(Exercise) Write out each line of the material below exactly as given.

(Entries provided)

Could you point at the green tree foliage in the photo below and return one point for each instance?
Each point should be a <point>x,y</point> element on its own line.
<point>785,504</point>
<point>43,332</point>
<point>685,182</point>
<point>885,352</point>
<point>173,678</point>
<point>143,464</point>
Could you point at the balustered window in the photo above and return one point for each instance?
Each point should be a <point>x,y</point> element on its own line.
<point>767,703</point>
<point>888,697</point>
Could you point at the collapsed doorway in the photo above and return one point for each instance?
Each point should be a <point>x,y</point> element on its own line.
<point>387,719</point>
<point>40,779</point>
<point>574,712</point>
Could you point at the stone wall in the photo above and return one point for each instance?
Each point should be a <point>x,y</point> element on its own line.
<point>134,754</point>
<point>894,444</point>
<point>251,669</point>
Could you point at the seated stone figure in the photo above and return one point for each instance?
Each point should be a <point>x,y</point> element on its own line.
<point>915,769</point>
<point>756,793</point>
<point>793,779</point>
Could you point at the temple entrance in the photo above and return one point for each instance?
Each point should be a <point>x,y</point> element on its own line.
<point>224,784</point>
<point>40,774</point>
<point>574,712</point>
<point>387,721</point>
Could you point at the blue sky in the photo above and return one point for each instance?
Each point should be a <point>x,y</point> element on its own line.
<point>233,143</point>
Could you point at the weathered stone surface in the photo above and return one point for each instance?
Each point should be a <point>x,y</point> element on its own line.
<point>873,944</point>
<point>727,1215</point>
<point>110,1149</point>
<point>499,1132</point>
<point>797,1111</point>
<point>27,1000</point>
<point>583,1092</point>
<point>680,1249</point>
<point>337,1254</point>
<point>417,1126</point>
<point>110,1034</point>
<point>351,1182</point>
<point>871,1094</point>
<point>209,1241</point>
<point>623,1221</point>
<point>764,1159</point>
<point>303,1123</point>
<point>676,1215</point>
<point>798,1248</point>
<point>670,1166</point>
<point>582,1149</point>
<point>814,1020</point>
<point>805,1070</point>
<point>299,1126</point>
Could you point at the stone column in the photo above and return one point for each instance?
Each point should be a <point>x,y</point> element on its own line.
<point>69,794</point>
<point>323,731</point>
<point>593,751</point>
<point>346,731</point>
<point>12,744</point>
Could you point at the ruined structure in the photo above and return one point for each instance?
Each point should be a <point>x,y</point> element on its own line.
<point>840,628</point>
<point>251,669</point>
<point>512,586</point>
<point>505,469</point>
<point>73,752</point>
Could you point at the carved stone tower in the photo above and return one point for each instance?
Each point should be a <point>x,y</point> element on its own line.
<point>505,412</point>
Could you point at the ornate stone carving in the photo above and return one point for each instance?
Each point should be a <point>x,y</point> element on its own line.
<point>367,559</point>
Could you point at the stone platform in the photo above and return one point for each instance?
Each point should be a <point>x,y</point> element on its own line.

(Task result)
Could you point at the green tree foliage in the photo below and return one point for each instance?
Each point should be a <point>x,y</point> element on its own line.
<point>785,504</point>
<point>43,332</point>
<point>685,182</point>
<point>885,352</point>
<point>173,678</point>
<point>143,464</point>
Could you point at the balustered window in the photo above and return one point for each instance?
Each point should be a <point>x,y</point> element on its own line.
<point>767,703</point>
<point>888,697</point>
Could you point at the collapsed doorway in the photo above and return one point for each instance?
Each point should be a <point>x,y</point> element on its own line.
<point>387,719</point>
<point>40,779</point>
<point>574,712</point>
Could you point at the stone wall in the photo above and return one point for each instance?
Each point should be a <point>x,y</point> element on its own line.
<point>134,754</point>
<point>894,444</point>
<point>251,669</point>
Could you point at the seated stone figure in the photo above and return one point for each instance?
Each point should be a <point>x,y</point> element on its own line.
<point>915,769</point>
<point>756,793</point>
<point>793,779</point>
Could you point at the temple entrance in the photo above and return one point for each instance?
Each point should be a <point>x,y</point> element on its own line.
<point>224,784</point>
<point>40,774</point>
<point>574,712</point>
<point>387,721</point>
Could you point at the blue sky in the photo above and return one point for each instance?
Each point should be a <point>x,y</point> element on its own line.
<point>233,143</point>
Could you point at the weathered stone surface in the photo above and return one point for each instance?
Each point should be a <point>x,y</point> element on its own line.
<point>873,944</point>
<point>727,1215</point>
<point>110,1149</point>
<point>499,1132</point>
<point>797,1111</point>
<point>27,1000</point>
<point>583,1092</point>
<point>680,1249</point>
<point>337,1254</point>
<point>417,1126</point>
<point>110,1034</point>
<point>351,1182</point>
<point>871,1094</point>
<point>209,1241</point>
<point>623,1221</point>
<point>764,1159</point>
<point>303,1123</point>
<point>676,1215</point>
<point>798,1248</point>
<point>670,1166</point>
<point>582,1149</point>
<point>814,1020</point>
<point>805,1070</point>
<point>299,1126</point>
Could you point at the stone column in the photo above and return one point for each instance?
Each point should be a <point>x,y</point> element on its own line.
<point>69,794</point>
<point>323,731</point>
<point>593,751</point>
<point>346,731</point>
<point>12,744</point>
Could you point at the ruined structure in the photo above and return one point for each instance?
Each point should be a <point>x,y</point> element on its own line.
<point>840,628</point>
<point>251,669</point>
<point>512,586</point>
<point>505,469</point>
<point>73,752</point>
Could you point at the carved stone tower in the photo above and return one point for each instance?
Each point should be a <point>x,y</point> element on its own line.
<point>505,412</point>
Could you point at the ornate stone carving in the photo above and return one point for each instance?
Each point should be a <point>x,y</point> element on its own line.
<point>367,559</point>
Could you point at the stone platform in the photo above and return one point for each instance?
Each point should be a <point>x,y</point> element on its own line.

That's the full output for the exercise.